**THE EXERCISE**
Pick out and copy every line in the items below that contains the word "black". Case counts.
::::
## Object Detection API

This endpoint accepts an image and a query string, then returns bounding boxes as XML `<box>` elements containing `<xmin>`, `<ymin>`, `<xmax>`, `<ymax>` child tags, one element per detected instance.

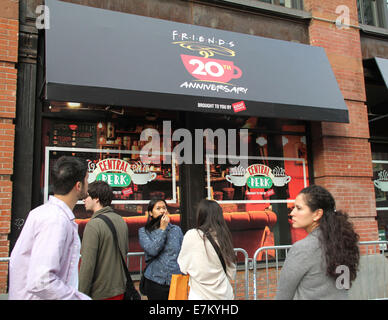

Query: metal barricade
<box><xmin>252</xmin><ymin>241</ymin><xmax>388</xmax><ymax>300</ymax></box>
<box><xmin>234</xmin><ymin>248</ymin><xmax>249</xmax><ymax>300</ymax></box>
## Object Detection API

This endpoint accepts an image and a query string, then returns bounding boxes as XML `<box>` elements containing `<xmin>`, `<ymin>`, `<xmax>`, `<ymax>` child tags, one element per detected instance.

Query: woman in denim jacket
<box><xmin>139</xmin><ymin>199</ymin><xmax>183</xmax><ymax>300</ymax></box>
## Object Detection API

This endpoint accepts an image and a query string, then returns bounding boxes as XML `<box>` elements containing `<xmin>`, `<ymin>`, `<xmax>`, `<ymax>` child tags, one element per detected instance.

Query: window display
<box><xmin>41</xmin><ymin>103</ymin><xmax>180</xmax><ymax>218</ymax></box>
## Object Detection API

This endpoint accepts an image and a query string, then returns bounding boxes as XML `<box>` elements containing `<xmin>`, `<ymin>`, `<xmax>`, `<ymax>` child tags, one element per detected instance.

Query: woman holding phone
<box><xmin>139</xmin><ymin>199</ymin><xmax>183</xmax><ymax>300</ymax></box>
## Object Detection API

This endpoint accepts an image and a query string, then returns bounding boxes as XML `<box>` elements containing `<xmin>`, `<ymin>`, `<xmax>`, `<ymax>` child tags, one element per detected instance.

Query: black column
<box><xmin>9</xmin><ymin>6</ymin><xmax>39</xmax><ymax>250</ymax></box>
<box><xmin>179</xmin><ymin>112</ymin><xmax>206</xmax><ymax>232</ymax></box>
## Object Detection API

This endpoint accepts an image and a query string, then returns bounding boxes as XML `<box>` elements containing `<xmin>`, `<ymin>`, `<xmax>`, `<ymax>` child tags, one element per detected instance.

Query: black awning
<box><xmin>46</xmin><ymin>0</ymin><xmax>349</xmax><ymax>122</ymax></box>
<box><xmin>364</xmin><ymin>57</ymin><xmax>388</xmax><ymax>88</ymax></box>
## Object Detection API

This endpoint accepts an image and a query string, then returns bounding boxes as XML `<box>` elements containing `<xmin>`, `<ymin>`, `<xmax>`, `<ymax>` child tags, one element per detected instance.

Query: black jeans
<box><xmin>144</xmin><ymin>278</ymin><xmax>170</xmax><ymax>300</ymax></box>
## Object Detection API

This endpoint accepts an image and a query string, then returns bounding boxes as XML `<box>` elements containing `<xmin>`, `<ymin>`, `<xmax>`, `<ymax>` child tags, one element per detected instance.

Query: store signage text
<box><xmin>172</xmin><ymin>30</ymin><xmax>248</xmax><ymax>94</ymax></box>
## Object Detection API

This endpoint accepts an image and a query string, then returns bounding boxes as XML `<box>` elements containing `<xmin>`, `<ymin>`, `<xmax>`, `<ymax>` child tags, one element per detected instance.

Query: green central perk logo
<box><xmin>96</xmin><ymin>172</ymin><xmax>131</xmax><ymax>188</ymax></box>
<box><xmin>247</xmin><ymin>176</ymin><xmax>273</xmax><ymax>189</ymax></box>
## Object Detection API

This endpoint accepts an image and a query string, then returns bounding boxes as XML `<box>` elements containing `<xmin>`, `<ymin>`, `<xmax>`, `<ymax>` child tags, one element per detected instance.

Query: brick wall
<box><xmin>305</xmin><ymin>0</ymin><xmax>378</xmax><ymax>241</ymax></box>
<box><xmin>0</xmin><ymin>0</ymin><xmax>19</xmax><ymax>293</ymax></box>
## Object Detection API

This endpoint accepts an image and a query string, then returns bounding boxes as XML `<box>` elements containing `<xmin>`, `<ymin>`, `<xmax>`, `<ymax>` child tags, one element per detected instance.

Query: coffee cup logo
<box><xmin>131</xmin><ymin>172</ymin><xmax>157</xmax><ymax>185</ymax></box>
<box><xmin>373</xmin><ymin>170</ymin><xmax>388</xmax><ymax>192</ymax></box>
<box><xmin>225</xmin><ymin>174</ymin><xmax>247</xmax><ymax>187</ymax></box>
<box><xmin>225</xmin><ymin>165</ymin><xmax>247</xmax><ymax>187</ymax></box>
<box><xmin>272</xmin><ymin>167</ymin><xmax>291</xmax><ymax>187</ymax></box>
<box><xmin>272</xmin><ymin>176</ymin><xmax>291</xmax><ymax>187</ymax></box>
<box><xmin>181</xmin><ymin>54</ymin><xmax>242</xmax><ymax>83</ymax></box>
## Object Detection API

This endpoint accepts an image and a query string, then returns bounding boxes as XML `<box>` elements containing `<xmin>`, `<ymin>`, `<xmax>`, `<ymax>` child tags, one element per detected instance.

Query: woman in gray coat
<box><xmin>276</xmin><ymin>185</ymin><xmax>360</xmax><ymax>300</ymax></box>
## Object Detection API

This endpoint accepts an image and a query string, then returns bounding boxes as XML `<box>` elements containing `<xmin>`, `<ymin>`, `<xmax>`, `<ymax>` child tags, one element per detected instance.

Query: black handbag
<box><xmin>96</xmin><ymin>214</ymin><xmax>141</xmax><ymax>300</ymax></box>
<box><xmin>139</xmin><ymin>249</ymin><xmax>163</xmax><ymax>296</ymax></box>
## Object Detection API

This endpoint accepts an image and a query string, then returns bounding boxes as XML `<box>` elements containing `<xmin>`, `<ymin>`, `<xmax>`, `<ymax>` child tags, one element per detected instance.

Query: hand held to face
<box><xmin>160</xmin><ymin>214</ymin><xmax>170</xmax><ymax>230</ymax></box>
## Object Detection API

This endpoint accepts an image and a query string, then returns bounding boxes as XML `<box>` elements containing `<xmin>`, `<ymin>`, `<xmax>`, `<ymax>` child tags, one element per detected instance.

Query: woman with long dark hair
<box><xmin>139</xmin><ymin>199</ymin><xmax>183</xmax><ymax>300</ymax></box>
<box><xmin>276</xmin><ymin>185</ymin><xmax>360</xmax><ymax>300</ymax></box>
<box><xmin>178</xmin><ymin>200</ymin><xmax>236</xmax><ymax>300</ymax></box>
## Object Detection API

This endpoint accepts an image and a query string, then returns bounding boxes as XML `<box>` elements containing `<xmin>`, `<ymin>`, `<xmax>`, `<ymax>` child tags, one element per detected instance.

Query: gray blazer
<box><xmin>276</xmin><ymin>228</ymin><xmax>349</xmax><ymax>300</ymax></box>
::::
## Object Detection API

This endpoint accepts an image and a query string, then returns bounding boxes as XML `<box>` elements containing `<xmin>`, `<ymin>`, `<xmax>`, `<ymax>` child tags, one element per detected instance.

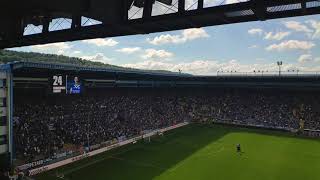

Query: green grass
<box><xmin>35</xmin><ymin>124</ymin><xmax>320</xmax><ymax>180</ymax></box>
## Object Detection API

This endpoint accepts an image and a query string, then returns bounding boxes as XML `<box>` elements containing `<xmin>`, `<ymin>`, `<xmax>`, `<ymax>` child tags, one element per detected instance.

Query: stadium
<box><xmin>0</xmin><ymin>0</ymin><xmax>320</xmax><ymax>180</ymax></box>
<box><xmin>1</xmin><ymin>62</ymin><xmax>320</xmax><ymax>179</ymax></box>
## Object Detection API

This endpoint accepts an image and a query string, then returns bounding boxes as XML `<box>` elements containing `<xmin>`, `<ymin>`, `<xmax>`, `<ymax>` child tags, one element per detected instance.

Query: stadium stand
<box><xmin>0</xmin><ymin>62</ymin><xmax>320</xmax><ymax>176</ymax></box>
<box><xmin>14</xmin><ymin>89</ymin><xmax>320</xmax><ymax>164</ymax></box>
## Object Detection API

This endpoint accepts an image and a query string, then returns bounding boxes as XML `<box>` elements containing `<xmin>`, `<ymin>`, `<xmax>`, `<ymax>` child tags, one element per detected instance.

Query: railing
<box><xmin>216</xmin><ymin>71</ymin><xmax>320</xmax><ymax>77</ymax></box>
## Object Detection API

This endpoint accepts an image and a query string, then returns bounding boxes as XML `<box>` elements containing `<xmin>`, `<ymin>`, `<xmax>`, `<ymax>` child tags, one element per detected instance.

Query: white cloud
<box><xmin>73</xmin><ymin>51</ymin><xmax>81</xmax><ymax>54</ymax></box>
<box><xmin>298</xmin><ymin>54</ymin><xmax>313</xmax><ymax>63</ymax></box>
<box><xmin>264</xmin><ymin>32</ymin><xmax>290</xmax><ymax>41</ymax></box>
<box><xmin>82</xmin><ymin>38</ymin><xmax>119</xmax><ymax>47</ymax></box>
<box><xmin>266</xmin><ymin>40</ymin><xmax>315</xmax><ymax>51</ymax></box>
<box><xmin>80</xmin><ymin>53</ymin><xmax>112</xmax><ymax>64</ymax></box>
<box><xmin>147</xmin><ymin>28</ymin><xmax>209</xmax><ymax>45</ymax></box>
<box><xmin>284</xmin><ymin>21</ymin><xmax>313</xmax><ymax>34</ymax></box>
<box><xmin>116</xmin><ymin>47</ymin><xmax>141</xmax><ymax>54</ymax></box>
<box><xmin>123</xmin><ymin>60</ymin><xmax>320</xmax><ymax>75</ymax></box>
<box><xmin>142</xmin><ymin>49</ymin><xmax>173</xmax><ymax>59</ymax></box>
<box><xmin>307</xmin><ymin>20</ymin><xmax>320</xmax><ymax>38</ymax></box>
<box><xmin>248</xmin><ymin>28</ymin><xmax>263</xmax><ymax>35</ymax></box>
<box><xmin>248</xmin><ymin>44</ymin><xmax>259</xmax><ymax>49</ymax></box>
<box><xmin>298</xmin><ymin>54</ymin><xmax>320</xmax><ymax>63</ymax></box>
::::
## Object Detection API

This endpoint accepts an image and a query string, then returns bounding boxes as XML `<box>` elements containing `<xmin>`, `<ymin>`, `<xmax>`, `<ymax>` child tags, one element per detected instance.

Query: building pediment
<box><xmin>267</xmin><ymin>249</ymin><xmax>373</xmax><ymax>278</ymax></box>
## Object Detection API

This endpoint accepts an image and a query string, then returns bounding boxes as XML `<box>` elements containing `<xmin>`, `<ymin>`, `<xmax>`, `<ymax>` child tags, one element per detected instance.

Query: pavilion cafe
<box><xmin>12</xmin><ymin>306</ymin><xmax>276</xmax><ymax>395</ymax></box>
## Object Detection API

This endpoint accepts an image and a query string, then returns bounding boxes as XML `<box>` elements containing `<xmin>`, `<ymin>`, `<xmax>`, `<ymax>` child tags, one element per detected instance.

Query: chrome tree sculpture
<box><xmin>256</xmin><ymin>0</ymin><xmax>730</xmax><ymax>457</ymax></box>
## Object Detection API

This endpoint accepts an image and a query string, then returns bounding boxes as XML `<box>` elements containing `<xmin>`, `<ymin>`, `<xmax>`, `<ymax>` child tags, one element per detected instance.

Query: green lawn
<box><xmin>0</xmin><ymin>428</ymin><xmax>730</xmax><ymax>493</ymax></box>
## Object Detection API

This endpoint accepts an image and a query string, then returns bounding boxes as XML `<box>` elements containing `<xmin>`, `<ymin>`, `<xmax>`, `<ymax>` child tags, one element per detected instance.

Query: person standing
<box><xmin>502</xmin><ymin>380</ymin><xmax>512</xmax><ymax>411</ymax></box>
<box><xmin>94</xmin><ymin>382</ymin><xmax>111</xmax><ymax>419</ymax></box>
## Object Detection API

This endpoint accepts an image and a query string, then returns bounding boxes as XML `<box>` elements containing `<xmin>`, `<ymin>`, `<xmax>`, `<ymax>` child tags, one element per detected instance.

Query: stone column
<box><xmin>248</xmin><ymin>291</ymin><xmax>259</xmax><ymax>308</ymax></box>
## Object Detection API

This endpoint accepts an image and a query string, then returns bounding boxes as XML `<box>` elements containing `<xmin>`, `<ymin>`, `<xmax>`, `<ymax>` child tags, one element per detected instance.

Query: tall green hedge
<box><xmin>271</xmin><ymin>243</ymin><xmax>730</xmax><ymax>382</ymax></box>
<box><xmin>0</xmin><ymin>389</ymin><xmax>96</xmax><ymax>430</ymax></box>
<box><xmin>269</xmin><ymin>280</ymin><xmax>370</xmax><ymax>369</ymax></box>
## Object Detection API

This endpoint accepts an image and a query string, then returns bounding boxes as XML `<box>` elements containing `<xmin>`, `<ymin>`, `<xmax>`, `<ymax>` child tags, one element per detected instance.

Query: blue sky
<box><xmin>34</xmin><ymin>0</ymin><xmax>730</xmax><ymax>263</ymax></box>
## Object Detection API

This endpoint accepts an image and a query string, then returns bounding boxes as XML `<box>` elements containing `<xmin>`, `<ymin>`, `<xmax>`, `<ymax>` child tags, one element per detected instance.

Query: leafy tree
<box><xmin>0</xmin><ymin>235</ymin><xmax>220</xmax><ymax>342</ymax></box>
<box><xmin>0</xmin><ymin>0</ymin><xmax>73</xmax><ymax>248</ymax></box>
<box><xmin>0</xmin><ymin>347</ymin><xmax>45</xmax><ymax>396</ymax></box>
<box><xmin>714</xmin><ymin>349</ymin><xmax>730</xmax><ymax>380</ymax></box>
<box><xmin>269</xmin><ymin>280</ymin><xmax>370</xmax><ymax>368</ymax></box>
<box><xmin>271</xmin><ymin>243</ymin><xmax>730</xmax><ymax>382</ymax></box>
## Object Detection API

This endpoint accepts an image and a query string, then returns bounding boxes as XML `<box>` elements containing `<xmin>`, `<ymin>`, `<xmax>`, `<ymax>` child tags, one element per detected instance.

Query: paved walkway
::::
**SOLUTION TO THIS PROBLEM**
Query: black column
Query: black awning
Query: black jeans
Query: black handbag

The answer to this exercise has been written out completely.